───── Фрагмент текста ─────

Есенин и Дункан. Люблю тебя, но жить с тобой не буду
Составитель Татьяна Маршкова
© Т. И. Маршкова, составление, 2022
© ООО «Издательство Родина», 2022
Встречи с Есениным[1]
Илья Шнейдер
…Летом 1921 года знаменитая американская танцовщица Айседора Дункан по приглашению советского правительства приехала в Москву, чтобы отдать свой труд, опыт и навыки русским детям.
«Дункан назвали «царицей жестов», – писал о ней Луначарский, – но из всех ее жестов этот последний – поездка в революционную Россию, вопреки навеянным на нее страхам, – самый красивый и заслуживает наиболее громких аплодисментов».
Сразу же после приезда Дункан нарком просвещения Анатолий Васильевич Луначарский поручил мне как журналисту, близкому к хореографическому искусству, позаботиться о Дункан и ее спутницах, а потом в течение очень долгих лет, не бросая, правда, никогда пера, журналистики, литературы, я руководил сначала школой, затем студией и, наконец, Московским театром-студией имени Айседоры Дункан.

───── Список данных ─────

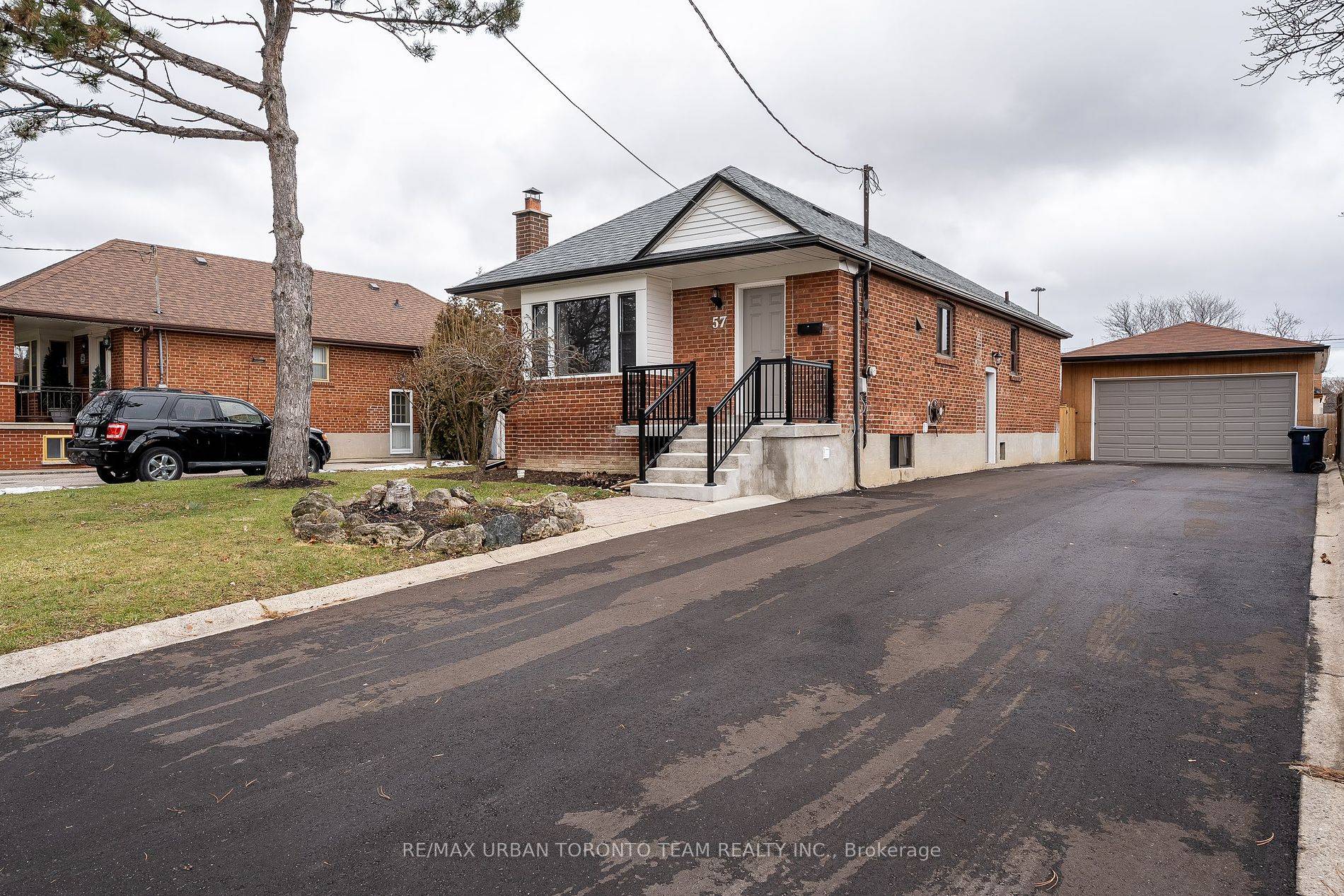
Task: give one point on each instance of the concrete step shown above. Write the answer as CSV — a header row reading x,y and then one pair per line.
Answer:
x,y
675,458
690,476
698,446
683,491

─────

**Проверьте понимание:**
1. Когда, согласно фрагменту текста, Айседора Дункан приехала в Москву?
2. Переведите на английский язык предложение из фрагмента текста: «…Летом 1921 года знаменитая американская танцовщица Айседора Дункан по приглашению советского правительства приехала в Москву, чтобы отдать свой труд, опыт и навыки русским детям».
3. Перепишите без изменений часть фрагмента текста, начиная со слов «Сразу же после» и продолжая до слов «имени Айседоры Дункан.».

**Ответы по пунктам:**
1. Летом 1921 года.

2. …In the summer of 1921, the famous American dancer Isadora Duncan came to Moscow at the invitation of the Soviet government in order to give her work, experience and skills to Russian children.

3.
Сразу же после приезда Дункан нарком просвещения Анатолий Васильевич Луначарский поручил мне как журналисту, близкому к хореографическому искусству, позаботиться о Дункан и ее спутницах, а потом в течение очень долгих лет, не бросая, правда, никогда пера, журналистики, литературы, я руководил сначала школой, затем студией и, наконец, Московским театром-студией имени Айседоры Дункан.